Consigne: Retapez à l'identique le passage de l'extrait sur l'innovation suisse qui commence par « Hans Gersbach est » et se poursuit jusqu'à « de l’EPF Zurich. ».

Extrait à lire:
%%

L’avance suisse s’amenuise

Selon différents indices d’innovation, la Suisse est le pays le plus innovant du monde. Son avance en matière d’innovation s’est toutefois réduite. Le système d’innovation suisse et l’économie suisse sont en outre confrontés à plusieurs défis : Premièrement, de moins en moins d’entreprises mènent leurs propres activités de recherche et de développement, les activités d’innovation sont coûteuses et la concurrence internationale rattrape son retard. Deuxièmement, la Chine, l’UE dans son ensemble, certains pays de l’UE et les États-Unis ont mis en place des programmes de subventions industrielles à grande échelle afin de réduire leur dépendance vis-à-vis de l’étranger et de renforcer l’économie nationale. Troisièmement, les pays de l’OCDE ont décidé d’introduire un impôt minimum sur les bénéfices des entreprises. Cela pourrait réduire l’attractivité de la place économique suisse, étant donné qu’une part considérable de la création de valeur en Suisse est concernée par un tel impôt.

Ne pas se lancer dans la course aux subventions

Comment la Suisse doit-elle réagir à ce changement de situation ? De notre point de vue, entrer dans la course aux subventions des pays susmentionnés n’est pas une option prometteuse pour notre pays. En règle générale, les bénéfices d’une politique industrielle, aussi soigneusement conçue soit-elle, sont assez faibles. De plus, la Suisse est trop petite pour devenir autosuffisante dans des technologies clés ou même dans certaines catégories de produits. Toute tentative d’augmenter les subventions serait extrêmement coûteuse et, en fin de compte, vouée à l’échec.

Hans Gersbach est co-directeur du KOF et responsable de la macroéconomie, de l’innovation et de la politique à l’EPF de Zurich.

Martin Wörter est professeur titulaire et directeur de la section Économie de l’innovation du Centre de recherches conjoncturelles (KOF) de l’EPF Zurich.

Il est bien sûr judicieux de garantir la sécurité de l’approvisionnement pour un petit nombre de produits et de composants clés par la diversification et le stockage. Pour ce faire, elle devrait réviser son concept de sécurité d’approvisionnement et l’orienter vers la résilience et la flexibilité. Un bon système d’innovation est utile à cet égard, car il améliore la résistance de l’économie suisse et permet de réagir avec souplesse aux pénuries de certains produits.

L’économie profite du transfert de savoir et de technologie

Un secteur public de la recherche fort, associé à une amélioration constante de ses capacités de transfert de savoir et de technologie, reste la meilleure stratégie dans le nouvel environnement. Le transfert de savoir et de technologie du secteur public vers le secteur privé permet aux entreprises d’accéder aux "matières premières" que sont la main-d’œuvre qualifiée, les connaissances avancées et les technologies de pointe, ainsi qu’à l’infrastructure des institutions suisses d’enseignement supérieur et de recherche. Il a le potentiel de relever la plupart des défis.

"La Suisse devrait continuer à investir dans son système de recherche et d’innovation qui fonctionne".

%%

Données disponibles:
%%

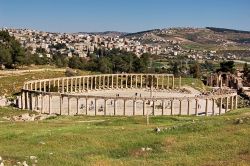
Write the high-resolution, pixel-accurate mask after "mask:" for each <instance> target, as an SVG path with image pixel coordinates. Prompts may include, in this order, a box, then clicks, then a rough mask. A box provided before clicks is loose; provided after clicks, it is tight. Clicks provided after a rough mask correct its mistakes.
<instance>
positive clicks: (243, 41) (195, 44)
mask: <svg viewBox="0 0 250 166" xmlns="http://www.w3.org/2000/svg"><path fill="white" fill-rule="evenodd" d="M125 37H127V38H131V39H135V40H139V41H140V42H142V43H143V44H157V45H161V46H163V47H167V46H171V45H173V44H176V43H177V44H180V45H181V46H182V47H183V48H187V49H189V48H195V47H199V48H204V49H215V50H217V49H222V50H223V49H225V50H227V49H249V47H250V32H249V31H239V30H233V29H225V28H214V27H207V28H169V29H154V30H149V31H143V32H137V33H131V34H126V35H125Z"/></svg>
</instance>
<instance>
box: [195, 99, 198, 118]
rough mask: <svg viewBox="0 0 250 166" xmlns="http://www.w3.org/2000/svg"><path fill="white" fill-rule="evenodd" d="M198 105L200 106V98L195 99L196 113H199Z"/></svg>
mask: <svg viewBox="0 0 250 166" xmlns="http://www.w3.org/2000/svg"><path fill="white" fill-rule="evenodd" d="M198 106H199V101H198V99H195V115H196V116H197V115H198Z"/></svg>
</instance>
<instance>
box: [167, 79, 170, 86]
mask: <svg viewBox="0 0 250 166" xmlns="http://www.w3.org/2000/svg"><path fill="white" fill-rule="evenodd" d="M169 84H170V81H169V76H168V82H167V89H169Z"/></svg>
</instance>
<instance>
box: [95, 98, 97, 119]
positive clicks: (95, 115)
mask: <svg viewBox="0 0 250 166" xmlns="http://www.w3.org/2000/svg"><path fill="white" fill-rule="evenodd" d="M96 115H97V99H96V98H95V116H96Z"/></svg>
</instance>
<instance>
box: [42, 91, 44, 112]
mask: <svg viewBox="0 0 250 166" xmlns="http://www.w3.org/2000/svg"><path fill="white" fill-rule="evenodd" d="M43 109H44V95H41V113H43V111H44V110H43Z"/></svg>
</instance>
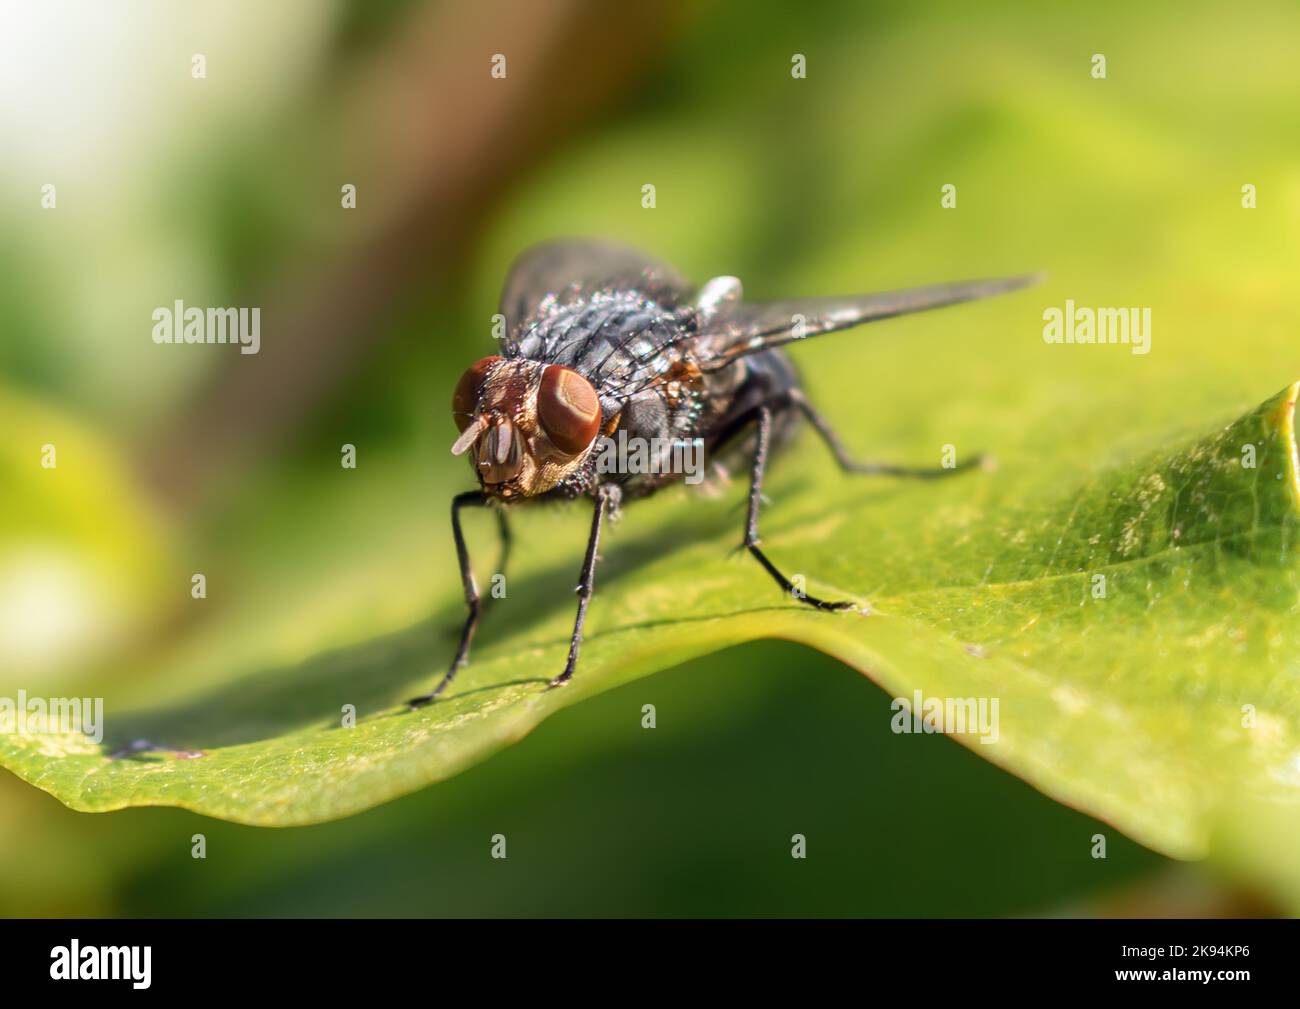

%%

Réponse ci-dessous:
Hans Gersbach est co-directeur du KOF et responsable de la macroéconomie, de l’innovation et de la politique à l’EPF de Zurich.

Martin Wörter est professeur titulaire et directeur de la section Économie de l’innovation du Centre de recherches conjoncturelles (KOF) de l’EPF Zurich.